* DATASET EXCERPTS:
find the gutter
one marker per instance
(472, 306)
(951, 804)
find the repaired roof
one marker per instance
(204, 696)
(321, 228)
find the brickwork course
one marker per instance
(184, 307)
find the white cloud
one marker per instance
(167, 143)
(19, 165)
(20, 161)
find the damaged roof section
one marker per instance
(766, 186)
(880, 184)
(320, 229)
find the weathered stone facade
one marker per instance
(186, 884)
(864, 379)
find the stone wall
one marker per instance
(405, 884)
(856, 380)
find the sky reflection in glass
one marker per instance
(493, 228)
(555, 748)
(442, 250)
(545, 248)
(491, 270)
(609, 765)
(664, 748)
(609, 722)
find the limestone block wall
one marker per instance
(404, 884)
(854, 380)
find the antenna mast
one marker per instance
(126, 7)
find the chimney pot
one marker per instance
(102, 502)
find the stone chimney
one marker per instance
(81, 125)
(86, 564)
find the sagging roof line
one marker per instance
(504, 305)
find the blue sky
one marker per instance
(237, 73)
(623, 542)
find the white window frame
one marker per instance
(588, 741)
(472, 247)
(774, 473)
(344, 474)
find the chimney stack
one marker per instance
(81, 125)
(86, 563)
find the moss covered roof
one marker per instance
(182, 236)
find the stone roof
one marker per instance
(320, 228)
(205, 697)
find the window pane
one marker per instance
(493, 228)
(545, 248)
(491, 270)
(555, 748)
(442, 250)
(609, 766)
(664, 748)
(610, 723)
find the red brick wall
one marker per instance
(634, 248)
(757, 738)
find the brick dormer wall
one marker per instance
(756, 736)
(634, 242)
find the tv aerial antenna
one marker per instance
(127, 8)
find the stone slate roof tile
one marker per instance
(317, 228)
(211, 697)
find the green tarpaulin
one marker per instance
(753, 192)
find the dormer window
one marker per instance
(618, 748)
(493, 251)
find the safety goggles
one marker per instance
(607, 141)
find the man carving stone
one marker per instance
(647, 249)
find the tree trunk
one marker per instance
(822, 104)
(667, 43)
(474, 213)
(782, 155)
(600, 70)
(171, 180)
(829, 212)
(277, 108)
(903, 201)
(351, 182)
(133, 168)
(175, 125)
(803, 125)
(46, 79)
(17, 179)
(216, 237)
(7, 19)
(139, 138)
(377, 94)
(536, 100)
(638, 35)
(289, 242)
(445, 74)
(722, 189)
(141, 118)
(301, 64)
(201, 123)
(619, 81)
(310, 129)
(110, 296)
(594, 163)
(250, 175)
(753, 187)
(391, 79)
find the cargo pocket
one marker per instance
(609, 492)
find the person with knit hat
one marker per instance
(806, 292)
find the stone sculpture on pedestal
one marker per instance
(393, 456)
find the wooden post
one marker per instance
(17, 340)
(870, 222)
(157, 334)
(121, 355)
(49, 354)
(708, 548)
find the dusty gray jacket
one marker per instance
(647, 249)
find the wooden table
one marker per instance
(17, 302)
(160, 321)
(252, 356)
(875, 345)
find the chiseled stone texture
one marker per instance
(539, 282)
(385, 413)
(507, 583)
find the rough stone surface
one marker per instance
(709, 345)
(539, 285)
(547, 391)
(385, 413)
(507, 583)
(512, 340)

* TASK TO CARRY OUT:
In the listing above, find the line containing "find the stone roof" and please quote exactly that line through the last one, and no other lines.

* SOLUTION FOR THIS TASK:
find the stone roof
one marker per instance
(320, 228)
(205, 697)
find the window pane
one marker per instance
(493, 228)
(545, 248)
(491, 270)
(555, 748)
(442, 250)
(609, 766)
(664, 748)
(610, 723)
find the red brick wall
one marker per instance
(634, 248)
(757, 738)
find the brick dormer wall
one marker per instance
(756, 736)
(634, 242)
find the tv aerial antenna
one marker per instance
(127, 8)
find the stone slate roof tile
one marker per instance
(317, 228)
(211, 697)
find the green tarpaulin
one marker per instance
(753, 192)
find the dormer window
one marker per instance
(618, 748)
(493, 251)
find the safety goggles
one marker per instance
(607, 141)
find the man carving stone
one marker per instance
(647, 249)
find the tree trunk
one marker per instance
(822, 104)
(667, 43)
(474, 213)
(782, 155)
(600, 70)
(171, 180)
(829, 212)
(277, 108)
(903, 201)
(351, 182)
(133, 168)
(175, 125)
(803, 125)
(46, 79)
(17, 179)
(216, 237)
(7, 19)
(139, 138)
(377, 94)
(536, 100)
(638, 35)
(289, 242)
(445, 74)
(722, 189)
(141, 118)
(301, 64)
(201, 123)
(619, 81)
(310, 129)
(110, 296)
(594, 163)
(250, 175)
(753, 187)
(391, 79)
find the cargo pocket
one marker per instance
(609, 492)
find the person with knit hat
one marker per instance
(806, 292)
find the stone sculpture on pedestal
one marker per instance
(393, 456)
find the wooden post
one marker per instance
(17, 340)
(870, 222)
(157, 334)
(121, 355)
(49, 354)
(708, 548)
find the dusty gray jacket
one marker per instance
(647, 249)
find the wooden table
one marker per instance
(17, 302)
(160, 321)
(252, 356)
(875, 345)
find the chiseled stone texture
one marker per instance
(539, 282)
(385, 413)
(507, 583)
find the rough stone surface
one marker per instance
(709, 345)
(539, 285)
(547, 391)
(385, 413)
(507, 583)
(512, 340)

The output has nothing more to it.